Document excerpt start
44

I have Strings (from DB), which may contain numeric values. If it contains numeric values, I'd like to remove trailing zeros such as:

  • 10.0000
  • 10.234000

str.replaceAll("\\.0*$", ""), works on the first one, but not the second one.

A lot of the answers point to use BigDecimal, but the String I get may not be numeric. So I think a better solution probably is through the Regex.

2
  • Just convert the string to an int and convert it back to a string. – David Feb 20 '13 at 16:17
  • @David: That cuts of all non-integers. – Jens Piegsa Feb 20 '13 at 16:21

11 Answers 11

92

there are possibilities:

1000    -> 1000
10.000  -> 10 (without point in result)
Document excerpt end
Source excerpt start
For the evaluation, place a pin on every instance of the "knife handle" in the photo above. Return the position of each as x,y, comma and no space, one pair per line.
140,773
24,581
Source excerpt end
In the thread about removing trailing zeros, why does the asker think a regex is better than using BigDecimal?

Output of the task – The string they get from the database may not be numeric.